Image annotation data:
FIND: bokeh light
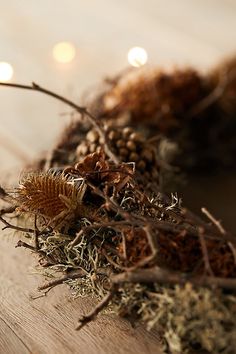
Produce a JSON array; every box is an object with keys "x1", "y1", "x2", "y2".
[
  {"x1": 0, "y1": 61, "x2": 13, "y2": 82},
  {"x1": 128, "y1": 47, "x2": 148, "y2": 67},
  {"x1": 52, "y1": 42, "x2": 76, "y2": 64}
]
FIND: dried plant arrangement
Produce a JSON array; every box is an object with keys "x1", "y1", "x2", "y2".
[{"x1": 0, "y1": 56, "x2": 236, "y2": 354}]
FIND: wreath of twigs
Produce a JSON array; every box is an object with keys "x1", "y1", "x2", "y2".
[{"x1": 0, "y1": 65, "x2": 236, "y2": 352}]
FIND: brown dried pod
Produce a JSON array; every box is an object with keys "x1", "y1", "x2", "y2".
[
  {"x1": 64, "y1": 148, "x2": 134, "y2": 192},
  {"x1": 16, "y1": 172, "x2": 88, "y2": 228},
  {"x1": 76, "y1": 127, "x2": 159, "y2": 184}
]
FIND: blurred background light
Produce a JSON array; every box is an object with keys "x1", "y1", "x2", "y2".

:: TASK PROMPT ::
Could you print all of the lines above again word for word, leaving the pictures out?

:: TASK RESPONSE ::
FIND: bokeh light
Produce a JSON array; every box is an object with keys "x1", "y1", "x2", "y2".
[
  {"x1": 0, "y1": 61, "x2": 13, "y2": 82},
  {"x1": 128, "y1": 47, "x2": 148, "y2": 67},
  {"x1": 52, "y1": 42, "x2": 76, "y2": 64}
]
FIND: dried plant arrangement
Produce a JSON array; every box is an object with keys "x1", "y1", "x2", "y2".
[{"x1": 0, "y1": 56, "x2": 236, "y2": 354}]
FIND: wreath of twigs
Produce a JSON array; every box is an object with keys "x1", "y1", "x2", "y2".
[{"x1": 0, "y1": 65, "x2": 236, "y2": 352}]
FIND: brown dried pod
Produce a JSON array; every box is an object with keys "x1", "y1", "x2", "y2".
[
  {"x1": 64, "y1": 148, "x2": 134, "y2": 192},
  {"x1": 16, "y1": 172, "x2": 88, "y2": 228},
  {"x1": 76, "y1": 127, "x2": 159, "y2": 184}
]
FIND: blurred background light
Produce a JSON array; every box is an object with keys "x1", "y1", "x2", "y2".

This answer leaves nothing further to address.